[Stored records]
------------------------------

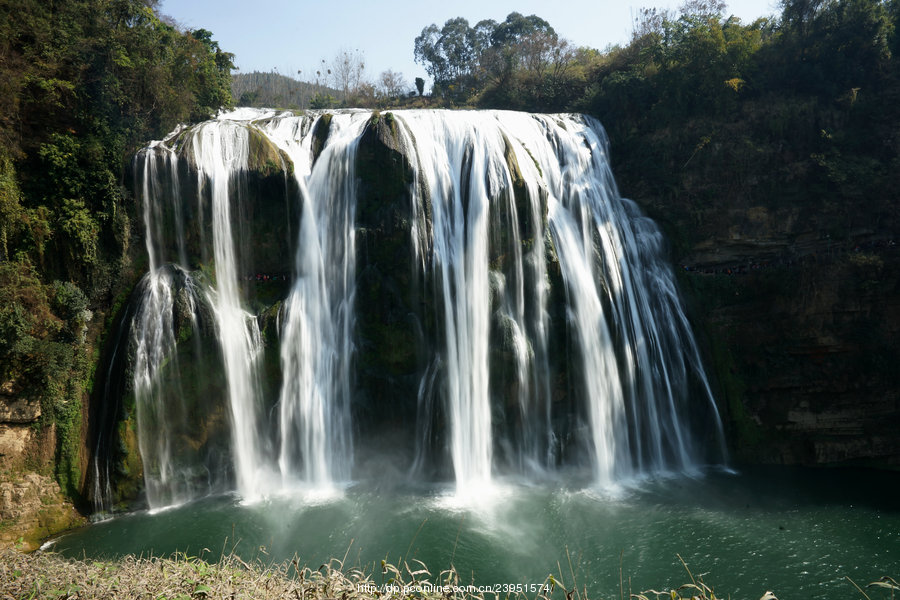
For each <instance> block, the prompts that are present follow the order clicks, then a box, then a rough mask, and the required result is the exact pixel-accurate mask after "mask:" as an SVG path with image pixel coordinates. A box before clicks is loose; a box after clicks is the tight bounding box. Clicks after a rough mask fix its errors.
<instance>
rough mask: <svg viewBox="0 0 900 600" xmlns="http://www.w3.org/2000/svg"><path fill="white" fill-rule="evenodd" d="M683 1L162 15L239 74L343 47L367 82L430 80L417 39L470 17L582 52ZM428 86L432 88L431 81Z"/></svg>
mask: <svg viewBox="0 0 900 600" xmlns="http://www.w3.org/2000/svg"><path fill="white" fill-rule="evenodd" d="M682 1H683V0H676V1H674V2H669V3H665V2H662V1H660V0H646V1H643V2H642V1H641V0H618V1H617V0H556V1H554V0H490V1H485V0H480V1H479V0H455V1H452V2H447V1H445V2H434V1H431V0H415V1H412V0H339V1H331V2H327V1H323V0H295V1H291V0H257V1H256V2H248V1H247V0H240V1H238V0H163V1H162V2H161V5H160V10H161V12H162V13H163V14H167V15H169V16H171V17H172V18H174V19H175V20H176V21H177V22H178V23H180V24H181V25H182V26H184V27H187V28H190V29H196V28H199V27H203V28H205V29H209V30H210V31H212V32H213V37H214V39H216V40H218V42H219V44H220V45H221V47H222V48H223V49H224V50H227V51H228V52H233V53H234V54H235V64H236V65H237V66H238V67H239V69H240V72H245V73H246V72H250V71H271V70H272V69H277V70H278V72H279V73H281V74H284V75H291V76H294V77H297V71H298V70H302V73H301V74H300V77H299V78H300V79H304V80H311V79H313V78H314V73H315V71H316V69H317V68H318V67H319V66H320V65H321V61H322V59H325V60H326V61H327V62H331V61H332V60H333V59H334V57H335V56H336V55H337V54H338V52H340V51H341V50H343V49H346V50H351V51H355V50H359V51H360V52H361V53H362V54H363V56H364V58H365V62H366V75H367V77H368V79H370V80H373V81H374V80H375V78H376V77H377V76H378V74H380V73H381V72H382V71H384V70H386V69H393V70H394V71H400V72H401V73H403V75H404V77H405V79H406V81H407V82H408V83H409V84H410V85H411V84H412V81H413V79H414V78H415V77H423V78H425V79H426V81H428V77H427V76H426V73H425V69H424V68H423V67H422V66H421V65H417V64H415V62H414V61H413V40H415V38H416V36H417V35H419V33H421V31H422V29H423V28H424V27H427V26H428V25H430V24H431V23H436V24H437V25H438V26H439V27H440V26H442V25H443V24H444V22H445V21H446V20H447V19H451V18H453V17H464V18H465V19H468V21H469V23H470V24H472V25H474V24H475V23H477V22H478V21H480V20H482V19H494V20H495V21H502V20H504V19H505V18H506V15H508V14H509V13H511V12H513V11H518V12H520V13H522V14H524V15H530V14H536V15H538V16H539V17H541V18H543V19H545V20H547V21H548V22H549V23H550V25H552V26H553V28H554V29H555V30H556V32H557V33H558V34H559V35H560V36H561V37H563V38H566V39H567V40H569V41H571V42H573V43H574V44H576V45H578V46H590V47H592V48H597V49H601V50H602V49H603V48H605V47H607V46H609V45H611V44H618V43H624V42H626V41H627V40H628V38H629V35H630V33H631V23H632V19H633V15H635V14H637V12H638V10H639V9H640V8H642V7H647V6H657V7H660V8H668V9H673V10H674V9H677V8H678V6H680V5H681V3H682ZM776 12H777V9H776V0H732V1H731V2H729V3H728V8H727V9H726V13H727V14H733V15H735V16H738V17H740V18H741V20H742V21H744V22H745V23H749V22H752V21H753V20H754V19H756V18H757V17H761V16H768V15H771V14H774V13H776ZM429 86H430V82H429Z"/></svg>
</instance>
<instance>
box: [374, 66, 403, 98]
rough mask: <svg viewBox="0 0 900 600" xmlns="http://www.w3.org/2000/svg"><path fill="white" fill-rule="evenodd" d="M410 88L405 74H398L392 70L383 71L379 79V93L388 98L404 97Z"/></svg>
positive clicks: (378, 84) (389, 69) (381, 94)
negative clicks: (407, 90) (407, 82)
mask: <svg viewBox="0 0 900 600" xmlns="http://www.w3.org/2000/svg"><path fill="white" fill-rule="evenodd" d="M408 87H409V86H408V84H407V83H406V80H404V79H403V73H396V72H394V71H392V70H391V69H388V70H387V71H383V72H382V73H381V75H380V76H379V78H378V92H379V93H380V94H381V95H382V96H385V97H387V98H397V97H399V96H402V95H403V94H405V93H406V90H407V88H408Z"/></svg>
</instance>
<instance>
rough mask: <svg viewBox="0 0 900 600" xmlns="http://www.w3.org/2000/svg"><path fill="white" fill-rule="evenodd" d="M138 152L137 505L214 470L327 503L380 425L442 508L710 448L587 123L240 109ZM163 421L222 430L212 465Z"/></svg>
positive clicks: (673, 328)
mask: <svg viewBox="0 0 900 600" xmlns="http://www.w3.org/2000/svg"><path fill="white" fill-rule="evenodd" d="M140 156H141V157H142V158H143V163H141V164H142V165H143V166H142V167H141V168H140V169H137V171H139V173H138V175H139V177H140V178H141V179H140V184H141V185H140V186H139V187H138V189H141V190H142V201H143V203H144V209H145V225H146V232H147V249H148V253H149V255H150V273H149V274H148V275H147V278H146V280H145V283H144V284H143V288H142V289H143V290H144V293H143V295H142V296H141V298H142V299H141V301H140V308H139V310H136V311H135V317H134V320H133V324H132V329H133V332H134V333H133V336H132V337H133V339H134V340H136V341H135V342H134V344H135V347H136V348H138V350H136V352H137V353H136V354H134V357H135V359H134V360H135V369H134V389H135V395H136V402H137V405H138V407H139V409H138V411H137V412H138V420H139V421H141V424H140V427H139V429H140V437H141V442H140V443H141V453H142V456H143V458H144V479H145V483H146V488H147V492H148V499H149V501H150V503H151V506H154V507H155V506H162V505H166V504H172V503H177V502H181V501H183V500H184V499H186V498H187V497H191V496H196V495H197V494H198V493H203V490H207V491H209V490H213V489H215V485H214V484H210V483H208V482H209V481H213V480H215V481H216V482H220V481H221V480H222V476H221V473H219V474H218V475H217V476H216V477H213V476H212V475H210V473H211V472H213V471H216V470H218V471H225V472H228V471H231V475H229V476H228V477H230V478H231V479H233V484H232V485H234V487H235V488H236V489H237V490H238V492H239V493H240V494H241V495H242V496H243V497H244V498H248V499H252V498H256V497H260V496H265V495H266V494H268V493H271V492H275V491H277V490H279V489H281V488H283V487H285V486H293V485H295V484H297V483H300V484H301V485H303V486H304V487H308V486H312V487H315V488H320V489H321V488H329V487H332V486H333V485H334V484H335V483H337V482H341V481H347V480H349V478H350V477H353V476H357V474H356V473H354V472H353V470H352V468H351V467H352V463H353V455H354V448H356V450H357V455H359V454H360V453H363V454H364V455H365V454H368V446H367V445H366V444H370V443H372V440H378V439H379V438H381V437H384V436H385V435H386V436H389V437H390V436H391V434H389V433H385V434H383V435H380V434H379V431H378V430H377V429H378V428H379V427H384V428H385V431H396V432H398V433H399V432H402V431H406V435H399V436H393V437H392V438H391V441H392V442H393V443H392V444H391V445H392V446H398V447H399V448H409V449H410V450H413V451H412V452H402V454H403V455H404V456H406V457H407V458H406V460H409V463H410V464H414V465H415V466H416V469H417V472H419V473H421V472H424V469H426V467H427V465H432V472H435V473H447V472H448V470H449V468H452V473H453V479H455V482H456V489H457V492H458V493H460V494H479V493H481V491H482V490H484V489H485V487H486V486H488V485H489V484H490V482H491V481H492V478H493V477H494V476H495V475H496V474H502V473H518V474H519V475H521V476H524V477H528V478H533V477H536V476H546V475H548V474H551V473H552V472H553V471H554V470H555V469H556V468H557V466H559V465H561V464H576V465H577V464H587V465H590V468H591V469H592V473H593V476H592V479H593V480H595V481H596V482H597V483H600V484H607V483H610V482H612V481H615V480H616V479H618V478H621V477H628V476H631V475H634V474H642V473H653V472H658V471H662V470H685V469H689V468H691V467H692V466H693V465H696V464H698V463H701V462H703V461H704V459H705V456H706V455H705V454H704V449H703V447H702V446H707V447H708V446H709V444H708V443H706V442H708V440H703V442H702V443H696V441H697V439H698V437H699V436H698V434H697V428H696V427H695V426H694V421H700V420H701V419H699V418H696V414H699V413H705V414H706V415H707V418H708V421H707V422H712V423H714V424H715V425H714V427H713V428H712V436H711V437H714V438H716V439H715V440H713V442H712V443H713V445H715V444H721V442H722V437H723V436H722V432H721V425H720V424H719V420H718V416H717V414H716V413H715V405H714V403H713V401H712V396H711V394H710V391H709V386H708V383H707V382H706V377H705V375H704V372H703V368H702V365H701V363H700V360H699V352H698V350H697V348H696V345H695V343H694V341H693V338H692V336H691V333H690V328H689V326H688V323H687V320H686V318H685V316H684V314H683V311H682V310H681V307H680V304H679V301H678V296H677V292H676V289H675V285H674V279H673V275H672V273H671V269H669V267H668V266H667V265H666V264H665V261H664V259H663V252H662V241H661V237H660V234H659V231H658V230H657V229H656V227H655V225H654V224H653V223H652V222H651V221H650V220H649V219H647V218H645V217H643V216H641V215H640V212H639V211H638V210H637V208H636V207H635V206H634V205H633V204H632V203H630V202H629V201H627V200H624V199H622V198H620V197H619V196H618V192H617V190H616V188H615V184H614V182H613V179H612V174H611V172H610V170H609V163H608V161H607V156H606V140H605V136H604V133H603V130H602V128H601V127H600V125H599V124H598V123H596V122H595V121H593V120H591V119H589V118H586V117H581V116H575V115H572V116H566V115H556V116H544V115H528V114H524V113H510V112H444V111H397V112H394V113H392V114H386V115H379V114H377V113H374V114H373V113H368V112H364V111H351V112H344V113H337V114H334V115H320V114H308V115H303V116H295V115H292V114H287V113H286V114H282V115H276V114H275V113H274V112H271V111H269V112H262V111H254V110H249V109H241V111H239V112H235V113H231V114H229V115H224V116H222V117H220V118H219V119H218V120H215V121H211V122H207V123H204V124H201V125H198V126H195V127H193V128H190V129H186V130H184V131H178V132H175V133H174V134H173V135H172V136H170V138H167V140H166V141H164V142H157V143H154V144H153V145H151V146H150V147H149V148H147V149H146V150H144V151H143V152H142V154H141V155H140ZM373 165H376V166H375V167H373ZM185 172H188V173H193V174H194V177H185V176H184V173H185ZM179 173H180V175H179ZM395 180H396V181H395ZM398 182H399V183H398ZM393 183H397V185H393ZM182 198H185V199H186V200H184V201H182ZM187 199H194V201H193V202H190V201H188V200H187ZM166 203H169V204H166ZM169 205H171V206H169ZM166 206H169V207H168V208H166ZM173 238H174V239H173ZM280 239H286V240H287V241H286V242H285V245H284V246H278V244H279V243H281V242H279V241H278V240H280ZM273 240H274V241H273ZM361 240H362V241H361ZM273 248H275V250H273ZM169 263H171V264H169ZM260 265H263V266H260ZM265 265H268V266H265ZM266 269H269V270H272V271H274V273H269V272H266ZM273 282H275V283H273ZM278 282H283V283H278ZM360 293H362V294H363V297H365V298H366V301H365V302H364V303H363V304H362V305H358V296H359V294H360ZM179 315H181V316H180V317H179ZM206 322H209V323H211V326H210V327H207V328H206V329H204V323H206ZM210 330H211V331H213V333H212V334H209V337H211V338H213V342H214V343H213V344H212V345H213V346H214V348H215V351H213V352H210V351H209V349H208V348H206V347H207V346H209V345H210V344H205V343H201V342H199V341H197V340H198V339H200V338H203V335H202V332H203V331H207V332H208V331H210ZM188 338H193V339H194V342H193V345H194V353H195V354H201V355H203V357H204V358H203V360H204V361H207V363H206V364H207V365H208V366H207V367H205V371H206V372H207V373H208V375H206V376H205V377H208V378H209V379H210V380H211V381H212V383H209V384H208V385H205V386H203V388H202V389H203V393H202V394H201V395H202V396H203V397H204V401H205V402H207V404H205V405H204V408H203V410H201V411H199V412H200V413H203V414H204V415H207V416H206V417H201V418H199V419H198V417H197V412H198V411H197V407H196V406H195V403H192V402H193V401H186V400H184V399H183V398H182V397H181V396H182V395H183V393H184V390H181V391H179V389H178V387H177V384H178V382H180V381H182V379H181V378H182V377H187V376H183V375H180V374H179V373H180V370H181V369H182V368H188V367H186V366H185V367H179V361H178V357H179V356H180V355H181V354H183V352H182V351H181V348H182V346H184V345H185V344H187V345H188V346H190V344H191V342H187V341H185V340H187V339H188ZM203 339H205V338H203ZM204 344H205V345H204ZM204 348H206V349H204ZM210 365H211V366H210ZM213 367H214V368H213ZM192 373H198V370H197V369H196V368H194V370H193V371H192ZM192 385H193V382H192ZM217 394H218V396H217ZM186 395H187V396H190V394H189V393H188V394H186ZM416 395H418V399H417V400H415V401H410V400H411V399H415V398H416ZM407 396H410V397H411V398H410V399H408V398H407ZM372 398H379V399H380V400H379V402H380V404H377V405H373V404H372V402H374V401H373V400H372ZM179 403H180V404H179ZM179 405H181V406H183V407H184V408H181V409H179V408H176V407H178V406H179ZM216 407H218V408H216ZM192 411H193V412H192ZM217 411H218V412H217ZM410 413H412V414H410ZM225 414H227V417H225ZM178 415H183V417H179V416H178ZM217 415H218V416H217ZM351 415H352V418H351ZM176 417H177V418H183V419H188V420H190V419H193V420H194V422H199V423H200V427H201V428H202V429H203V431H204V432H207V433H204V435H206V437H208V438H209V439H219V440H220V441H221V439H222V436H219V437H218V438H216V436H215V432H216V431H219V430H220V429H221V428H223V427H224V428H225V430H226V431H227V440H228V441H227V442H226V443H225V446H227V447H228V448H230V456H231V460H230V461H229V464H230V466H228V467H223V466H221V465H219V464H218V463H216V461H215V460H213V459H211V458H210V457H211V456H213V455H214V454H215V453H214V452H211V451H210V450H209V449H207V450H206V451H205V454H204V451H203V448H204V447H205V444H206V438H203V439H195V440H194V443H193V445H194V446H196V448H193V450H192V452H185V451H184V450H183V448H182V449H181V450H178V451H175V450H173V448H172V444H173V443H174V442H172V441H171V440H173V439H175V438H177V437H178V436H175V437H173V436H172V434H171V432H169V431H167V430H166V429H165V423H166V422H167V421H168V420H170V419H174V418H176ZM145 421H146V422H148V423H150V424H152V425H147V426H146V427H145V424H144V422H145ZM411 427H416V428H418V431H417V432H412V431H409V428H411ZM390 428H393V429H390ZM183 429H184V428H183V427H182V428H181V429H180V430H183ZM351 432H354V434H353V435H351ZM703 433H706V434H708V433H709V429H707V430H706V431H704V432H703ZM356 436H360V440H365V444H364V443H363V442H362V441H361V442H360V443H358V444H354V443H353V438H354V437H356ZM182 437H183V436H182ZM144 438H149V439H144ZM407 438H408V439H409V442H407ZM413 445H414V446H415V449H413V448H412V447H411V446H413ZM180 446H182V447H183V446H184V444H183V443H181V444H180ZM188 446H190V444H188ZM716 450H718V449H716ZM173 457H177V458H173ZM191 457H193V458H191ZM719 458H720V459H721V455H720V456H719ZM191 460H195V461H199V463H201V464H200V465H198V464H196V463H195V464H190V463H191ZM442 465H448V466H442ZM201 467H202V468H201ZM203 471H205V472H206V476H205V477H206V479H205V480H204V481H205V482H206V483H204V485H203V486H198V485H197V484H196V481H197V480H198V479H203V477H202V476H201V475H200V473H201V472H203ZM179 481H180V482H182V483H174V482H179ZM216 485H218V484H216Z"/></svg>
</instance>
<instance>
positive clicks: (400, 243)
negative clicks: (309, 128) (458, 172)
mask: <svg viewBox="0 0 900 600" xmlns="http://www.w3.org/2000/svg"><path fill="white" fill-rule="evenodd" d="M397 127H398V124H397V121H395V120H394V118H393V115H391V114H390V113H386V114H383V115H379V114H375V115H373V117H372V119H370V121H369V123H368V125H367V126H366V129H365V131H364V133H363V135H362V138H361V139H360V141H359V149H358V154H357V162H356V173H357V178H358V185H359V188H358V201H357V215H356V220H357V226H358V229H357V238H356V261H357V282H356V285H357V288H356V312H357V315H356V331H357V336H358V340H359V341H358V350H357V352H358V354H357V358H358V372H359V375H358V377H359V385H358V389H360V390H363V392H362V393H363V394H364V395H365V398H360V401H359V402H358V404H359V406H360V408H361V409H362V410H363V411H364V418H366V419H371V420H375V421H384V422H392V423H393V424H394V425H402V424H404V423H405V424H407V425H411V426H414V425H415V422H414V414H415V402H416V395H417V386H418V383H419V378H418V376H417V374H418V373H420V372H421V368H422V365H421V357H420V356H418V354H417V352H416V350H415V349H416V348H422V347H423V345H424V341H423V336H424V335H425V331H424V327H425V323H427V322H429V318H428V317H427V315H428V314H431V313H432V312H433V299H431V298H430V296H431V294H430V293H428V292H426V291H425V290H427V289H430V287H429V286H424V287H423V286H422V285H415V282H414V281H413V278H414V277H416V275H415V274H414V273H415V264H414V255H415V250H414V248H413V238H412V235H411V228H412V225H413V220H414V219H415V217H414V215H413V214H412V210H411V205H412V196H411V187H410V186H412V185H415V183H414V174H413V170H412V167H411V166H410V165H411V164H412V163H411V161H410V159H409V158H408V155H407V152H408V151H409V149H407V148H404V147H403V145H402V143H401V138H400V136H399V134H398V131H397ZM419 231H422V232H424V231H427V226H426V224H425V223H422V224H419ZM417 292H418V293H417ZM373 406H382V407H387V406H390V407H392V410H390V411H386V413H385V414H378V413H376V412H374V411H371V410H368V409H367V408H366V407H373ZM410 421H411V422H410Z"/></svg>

------------------------------

*Brief*: Retype the items from the very start through the line that contains "1L162 15L239 74L343", including that line, and leave the pictures out.

*Answer to this task*:
For each <instance> block, the prompts that are present follow the order clicks, then a box, then a rough mask, and the required result is the exact pixel-accurate mask after "mask:" as an SVG path with image pixel coordinates. A box before clicks is loose; a box after clicks is the tight bounding box. Clicks after a rough mask fix its errors.
<instance>
rough mask: <svg viewBox="0 0 900 600" xmlns="http://www.w3.org/2000/svg"><path fill="white" fill-rule="evenodd" d="M683 1L162 15L239 74L343 47L367 82L430 80L417 39L470 17L582 52ZM428 86L432 88L431 81Z"/></svg>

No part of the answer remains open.